Tem umas
nuvens no retrovisor, alguns pingos d'água na paisagem. As fotografias não são claras.
Estamos passando, no espelho de um carro, na tela da TV, numa passagem vermelha.
Uma luz nos atravessa. E do caminho quase nada podemos ver.
A não ser o exato instante da luz que passa e já não é mais.
Lembrar. Onde começou o caminho, como éramos, o que seremos na saída do túnel.
Atravessamos
a serra, túneis que passam. Esse é o caminho que vai dar no mar, e a primeira praia a gente nunca esquece.
Talvez por isso
Santos seja assim, o mar pra onde um dia, nós paulistas, sonhamos
voltar.
Aqui estar, aqui ser feliz, da maneira mais natural, como criança que brinca na areia.
Era uma
aula de dança. Na praia, para os que passam, quando o professor se deu conta, percebeu que dava aula para um grupo da terceira idade.
É que em Santos, 14 % de quem passa tem mais de 60 anos, uma das cidades com maior
índice de idosos do Brasil.
"Eu vim prá Santos, fiquei viúva vim embora prá cá, recomecei. Fiquei melhor dos
reumatismos, fiz muita ginástica e agora tô dançando." - Maria Borja Ramos, 80 anos
- Como é que a senhora descobriu isso aqui?
"Ah! Pela faixa que tinha aqui, eu venho sempre prá cá, passei aqui e vi a faixa."
- E o que a senhora pensou?
"Aí eu pensei logo: é comigo mesmo!"
Odete Pacífico
"Inclusive estou até machucada, mas estou aqui, levei um tombo, mas estou aqui."
- Gina Santos
"Só o pé que dói um pouco por causa da joanete, olha só o pé da escurinha. Isso
dói." - Maria Borja Ramos
"Eu sou
viúva há um ano e meio, precisei vir no baile porque chorava muito, né?
Então... adorei. Tirei todas aquelas minhocas da cabeça. Prá mim é uma delícia,
agora eu quero viver." - Maria Del Pilar
A música nasce nos vazios, nos espaços entre o metal e o nada, era assim que os discos
tocavam em 1784.

:::::

- TAREFAS PROPOSTAS:
• A. Reproduza o trecho do texto sobre Santos que vai de "Lembrar. Onde começou" até "gente nunca esquece.", incluindo essas palavras.
• B. Segundo o texto sobre Santos, que porcentagem de quem passa pela cidade tem mais de 60 anos?

- REGISTROS:

:::::

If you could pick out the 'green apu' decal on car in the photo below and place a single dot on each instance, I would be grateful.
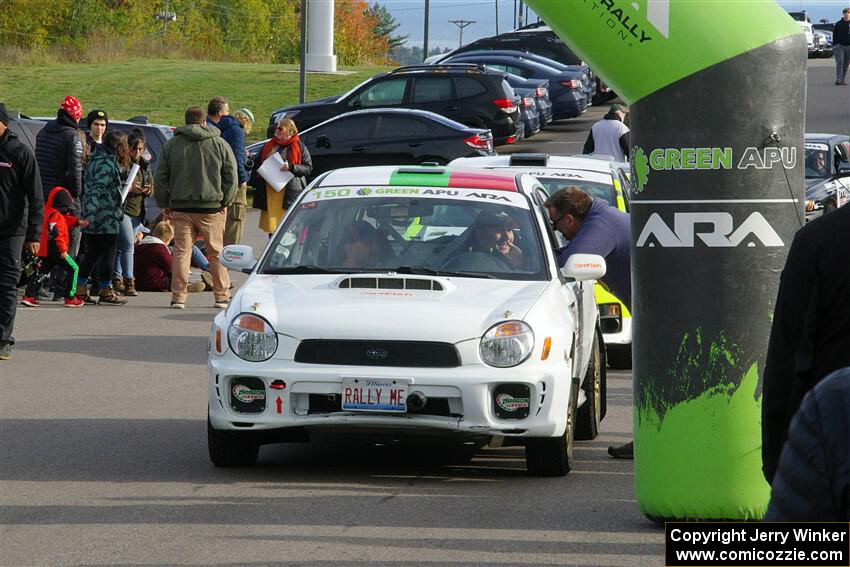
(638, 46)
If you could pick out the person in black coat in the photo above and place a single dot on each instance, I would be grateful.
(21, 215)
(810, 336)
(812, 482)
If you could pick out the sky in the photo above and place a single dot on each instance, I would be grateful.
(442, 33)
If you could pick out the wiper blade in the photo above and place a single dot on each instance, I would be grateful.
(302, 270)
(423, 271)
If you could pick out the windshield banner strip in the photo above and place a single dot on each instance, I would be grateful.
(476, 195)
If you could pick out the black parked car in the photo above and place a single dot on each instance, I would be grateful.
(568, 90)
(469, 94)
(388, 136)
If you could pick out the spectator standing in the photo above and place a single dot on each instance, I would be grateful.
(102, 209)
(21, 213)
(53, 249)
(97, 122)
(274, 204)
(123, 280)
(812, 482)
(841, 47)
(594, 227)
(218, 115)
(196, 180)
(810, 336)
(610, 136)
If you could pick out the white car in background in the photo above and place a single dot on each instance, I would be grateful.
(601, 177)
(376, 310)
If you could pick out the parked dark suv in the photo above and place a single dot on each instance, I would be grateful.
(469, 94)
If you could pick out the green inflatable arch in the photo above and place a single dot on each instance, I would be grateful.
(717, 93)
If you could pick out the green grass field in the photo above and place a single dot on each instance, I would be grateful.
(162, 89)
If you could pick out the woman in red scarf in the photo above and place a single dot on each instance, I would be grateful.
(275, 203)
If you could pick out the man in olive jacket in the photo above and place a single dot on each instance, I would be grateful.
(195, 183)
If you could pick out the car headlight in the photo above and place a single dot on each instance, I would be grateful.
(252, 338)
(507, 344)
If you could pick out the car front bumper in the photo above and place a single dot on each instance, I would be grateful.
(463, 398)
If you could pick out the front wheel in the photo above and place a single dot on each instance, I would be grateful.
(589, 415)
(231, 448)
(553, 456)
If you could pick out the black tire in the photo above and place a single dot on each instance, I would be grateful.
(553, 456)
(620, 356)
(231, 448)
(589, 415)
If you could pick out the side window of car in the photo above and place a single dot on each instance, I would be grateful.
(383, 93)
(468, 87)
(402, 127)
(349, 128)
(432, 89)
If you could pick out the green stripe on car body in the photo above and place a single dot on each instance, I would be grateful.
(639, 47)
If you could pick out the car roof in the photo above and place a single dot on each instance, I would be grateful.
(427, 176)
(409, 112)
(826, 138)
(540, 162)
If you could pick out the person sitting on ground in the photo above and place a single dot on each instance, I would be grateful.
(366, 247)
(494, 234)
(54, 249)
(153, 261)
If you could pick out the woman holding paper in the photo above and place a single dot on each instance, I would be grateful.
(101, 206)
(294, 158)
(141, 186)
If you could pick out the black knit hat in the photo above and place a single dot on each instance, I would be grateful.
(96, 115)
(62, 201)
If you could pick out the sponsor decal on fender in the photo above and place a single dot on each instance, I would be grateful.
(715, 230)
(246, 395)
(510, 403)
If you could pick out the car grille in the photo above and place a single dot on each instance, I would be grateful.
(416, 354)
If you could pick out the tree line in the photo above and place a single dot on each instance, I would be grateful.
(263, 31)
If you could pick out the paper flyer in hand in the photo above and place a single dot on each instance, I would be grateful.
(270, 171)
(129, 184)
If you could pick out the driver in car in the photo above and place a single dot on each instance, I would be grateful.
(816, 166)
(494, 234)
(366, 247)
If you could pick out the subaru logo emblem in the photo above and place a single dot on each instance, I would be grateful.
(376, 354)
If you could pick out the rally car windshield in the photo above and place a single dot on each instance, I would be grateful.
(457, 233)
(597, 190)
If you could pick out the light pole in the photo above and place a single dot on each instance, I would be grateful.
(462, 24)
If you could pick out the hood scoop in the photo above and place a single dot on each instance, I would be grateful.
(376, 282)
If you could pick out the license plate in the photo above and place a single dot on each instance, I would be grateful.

:::::

- RESPOSTAS POR TAREFA:
• A.
Lembrar. Onde começou o caminho, como éramos, o que seremos na saída do túnel.
Atravessamos
a serra, túneis que passam. Esse é o caminho que vai dar no mar, e a primeira praia a gente nunca esquece.

• B. 14 % de quem passa tem mais de 60 anos.